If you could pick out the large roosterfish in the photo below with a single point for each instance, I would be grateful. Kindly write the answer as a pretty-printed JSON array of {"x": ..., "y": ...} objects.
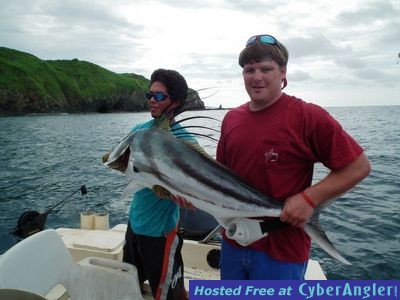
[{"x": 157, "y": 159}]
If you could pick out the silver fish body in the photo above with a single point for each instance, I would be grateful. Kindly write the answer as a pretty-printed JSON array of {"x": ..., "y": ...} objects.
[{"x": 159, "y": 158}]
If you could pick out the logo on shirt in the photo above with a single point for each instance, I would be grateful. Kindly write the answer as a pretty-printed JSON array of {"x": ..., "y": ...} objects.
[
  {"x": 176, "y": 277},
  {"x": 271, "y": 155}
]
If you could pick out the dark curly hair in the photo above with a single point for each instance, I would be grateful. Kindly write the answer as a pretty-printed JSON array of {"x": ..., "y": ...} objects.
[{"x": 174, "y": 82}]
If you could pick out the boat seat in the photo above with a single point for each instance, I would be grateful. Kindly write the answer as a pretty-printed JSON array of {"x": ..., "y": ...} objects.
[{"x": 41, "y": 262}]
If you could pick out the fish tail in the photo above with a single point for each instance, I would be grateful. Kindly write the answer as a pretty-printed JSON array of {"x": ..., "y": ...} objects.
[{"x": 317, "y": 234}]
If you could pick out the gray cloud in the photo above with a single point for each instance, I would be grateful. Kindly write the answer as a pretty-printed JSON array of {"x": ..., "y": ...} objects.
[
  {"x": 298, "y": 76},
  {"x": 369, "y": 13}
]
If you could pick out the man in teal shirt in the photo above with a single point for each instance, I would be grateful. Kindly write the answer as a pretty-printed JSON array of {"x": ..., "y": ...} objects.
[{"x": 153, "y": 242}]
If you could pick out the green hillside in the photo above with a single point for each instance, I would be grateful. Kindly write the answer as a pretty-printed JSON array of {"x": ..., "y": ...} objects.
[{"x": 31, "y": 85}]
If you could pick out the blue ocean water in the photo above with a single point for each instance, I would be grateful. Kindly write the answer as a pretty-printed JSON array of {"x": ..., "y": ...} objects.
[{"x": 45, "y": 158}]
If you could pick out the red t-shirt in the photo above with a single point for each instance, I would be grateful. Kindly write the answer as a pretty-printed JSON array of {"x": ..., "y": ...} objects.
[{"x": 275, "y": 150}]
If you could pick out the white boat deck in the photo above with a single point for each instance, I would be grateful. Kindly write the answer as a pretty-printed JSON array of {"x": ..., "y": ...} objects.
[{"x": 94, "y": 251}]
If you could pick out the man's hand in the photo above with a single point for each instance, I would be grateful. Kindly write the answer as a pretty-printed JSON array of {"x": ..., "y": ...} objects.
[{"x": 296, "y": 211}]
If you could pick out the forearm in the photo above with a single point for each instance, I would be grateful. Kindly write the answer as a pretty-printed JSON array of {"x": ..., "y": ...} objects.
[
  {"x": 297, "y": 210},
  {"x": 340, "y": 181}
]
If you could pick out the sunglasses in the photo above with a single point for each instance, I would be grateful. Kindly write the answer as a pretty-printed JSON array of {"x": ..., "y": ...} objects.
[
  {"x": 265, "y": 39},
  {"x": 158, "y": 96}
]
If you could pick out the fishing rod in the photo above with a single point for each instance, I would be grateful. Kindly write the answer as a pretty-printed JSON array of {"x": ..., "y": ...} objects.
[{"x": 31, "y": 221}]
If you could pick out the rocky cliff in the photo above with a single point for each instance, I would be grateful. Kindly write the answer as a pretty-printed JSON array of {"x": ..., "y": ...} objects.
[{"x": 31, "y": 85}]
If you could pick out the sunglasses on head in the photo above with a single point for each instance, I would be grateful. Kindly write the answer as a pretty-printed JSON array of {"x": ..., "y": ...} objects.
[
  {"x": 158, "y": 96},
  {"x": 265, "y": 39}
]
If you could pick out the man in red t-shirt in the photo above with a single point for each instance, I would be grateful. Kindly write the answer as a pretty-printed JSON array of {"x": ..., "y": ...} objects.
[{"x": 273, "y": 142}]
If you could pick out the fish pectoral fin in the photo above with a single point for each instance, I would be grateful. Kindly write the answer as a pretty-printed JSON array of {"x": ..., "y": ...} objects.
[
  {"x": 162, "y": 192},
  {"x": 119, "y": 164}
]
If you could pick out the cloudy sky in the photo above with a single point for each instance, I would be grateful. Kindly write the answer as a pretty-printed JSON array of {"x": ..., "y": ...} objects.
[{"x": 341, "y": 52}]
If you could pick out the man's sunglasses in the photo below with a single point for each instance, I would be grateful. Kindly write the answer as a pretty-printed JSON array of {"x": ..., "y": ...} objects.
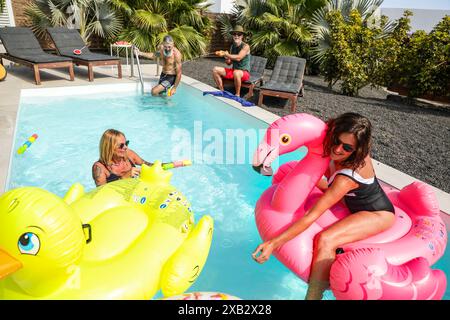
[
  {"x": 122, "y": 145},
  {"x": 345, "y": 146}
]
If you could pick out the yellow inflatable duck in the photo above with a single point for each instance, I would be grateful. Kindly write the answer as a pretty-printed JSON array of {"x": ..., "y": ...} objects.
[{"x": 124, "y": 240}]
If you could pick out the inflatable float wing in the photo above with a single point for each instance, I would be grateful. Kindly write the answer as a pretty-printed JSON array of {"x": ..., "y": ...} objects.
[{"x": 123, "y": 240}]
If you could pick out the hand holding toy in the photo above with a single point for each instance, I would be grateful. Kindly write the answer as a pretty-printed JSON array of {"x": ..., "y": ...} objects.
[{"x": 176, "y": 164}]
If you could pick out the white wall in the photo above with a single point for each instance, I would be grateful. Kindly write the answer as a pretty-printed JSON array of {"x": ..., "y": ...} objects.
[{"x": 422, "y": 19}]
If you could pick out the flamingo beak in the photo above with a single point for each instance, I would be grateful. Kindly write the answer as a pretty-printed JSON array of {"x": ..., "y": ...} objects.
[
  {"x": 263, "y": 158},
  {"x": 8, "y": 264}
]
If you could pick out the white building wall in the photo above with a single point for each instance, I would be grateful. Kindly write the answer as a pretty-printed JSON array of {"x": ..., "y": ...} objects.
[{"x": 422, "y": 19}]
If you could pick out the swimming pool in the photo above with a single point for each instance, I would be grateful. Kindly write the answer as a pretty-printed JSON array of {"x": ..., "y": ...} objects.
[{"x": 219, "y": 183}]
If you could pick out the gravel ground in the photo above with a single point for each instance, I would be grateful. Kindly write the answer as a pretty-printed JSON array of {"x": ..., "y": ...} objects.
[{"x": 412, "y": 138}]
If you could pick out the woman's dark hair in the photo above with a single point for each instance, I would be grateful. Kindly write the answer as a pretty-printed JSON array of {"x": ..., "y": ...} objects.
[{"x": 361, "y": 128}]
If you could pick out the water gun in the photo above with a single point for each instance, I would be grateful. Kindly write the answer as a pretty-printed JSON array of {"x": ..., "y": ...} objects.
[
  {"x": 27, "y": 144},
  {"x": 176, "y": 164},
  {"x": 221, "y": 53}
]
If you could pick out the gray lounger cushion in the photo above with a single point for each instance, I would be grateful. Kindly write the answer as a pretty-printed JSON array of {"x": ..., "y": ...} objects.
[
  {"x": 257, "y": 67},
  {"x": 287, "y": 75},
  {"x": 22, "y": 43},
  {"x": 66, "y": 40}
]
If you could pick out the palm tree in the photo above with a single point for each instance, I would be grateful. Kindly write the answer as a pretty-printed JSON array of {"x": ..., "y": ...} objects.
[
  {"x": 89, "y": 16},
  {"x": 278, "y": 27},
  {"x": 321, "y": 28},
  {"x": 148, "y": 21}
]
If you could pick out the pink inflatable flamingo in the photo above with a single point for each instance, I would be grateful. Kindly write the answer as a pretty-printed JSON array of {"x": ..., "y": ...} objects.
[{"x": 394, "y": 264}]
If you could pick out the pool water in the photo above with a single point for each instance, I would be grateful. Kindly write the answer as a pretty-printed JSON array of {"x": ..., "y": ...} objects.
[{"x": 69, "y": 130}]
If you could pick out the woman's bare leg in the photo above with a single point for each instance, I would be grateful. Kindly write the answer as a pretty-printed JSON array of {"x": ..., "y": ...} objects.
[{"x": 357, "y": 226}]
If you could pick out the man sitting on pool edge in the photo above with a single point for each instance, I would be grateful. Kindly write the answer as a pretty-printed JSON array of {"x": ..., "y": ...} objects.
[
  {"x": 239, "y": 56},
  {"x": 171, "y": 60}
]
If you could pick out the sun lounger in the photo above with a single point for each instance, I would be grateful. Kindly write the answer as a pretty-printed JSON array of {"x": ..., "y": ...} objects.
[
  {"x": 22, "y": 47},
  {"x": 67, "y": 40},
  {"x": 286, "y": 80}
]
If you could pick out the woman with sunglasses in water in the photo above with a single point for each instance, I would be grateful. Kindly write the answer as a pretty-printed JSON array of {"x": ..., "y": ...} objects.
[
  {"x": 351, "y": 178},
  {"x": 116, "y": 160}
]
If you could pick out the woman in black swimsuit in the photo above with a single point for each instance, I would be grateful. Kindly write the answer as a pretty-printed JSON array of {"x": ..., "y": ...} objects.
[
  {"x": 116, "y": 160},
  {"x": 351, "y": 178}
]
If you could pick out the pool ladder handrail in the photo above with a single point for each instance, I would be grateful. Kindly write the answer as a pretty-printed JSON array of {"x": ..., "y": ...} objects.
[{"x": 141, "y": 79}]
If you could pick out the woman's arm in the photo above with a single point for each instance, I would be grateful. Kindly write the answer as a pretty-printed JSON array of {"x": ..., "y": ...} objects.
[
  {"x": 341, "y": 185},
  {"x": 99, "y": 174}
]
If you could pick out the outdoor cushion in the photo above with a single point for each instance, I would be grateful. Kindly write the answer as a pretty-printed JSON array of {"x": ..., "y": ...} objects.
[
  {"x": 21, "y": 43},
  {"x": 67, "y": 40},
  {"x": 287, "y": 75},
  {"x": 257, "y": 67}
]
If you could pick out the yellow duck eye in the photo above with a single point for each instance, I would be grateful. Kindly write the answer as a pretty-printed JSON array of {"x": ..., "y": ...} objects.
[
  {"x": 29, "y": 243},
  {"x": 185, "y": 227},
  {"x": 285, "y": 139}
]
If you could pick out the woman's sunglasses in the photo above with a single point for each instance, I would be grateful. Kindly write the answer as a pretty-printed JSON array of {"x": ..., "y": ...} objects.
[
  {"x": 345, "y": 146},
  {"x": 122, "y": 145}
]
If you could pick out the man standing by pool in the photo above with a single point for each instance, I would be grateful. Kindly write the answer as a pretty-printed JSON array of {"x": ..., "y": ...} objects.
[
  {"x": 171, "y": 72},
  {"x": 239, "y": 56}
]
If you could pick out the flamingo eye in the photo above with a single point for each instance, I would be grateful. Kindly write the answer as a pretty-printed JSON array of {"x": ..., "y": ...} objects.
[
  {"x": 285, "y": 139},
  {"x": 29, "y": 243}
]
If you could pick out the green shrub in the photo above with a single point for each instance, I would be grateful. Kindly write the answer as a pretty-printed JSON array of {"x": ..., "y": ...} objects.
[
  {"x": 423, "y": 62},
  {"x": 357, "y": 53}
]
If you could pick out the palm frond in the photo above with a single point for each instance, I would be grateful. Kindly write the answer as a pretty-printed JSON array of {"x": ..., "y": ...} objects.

◆ ◆ ◆

## WHAT NEEDS TO BE DONE
Starting with the line that contains "If you could pick out the flamingo eye", output every line through the end of the listing above, unchanged.

## SOLUTION
If you could pick out the flamingo eye in the photo above with a single point for each instance, I would be grateful. Kindly write the answer as a pretty-printed JSON array of {"x": ..., "y": ...} objects.
[
  {"x": 285, "y": 139},
  {"x": 29, "y": 243}
]
If you could pick out the green shrub in the photo above with a single point for each instance, I would be grateful. Kindly write the answer as a pretty-printed JSON array of {"x": ..., "y": ...} objects.
[
  {"x": 423, "y": 62},
  {"x": 357, "y": 53}
]
If you could pick out the palm frond in the photo above with a single point for each instance, I would be grateful. Kindly write the answer as a pretty-printed JSON array of {"x": ..., "y": ...} objects.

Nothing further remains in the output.